Records contained in a dataset:
* * *

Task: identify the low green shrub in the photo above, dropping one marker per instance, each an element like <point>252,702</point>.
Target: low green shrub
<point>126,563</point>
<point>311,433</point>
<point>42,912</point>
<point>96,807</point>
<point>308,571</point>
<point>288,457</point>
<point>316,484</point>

* * *

**What to work on**
Copy the records above exactly.

**Result for this exercise**
Task: identify the low green shrub in the photo above, dropping one marker per instance, each an element like <point>252,702</point>.
Target: low green shrub
<point>126,563</point>
<point>311,433</point>
<point>42,912</point>
<point>96,807</point>
<point>308,571</point>
<point>288,457</point>
<point>316,484</point>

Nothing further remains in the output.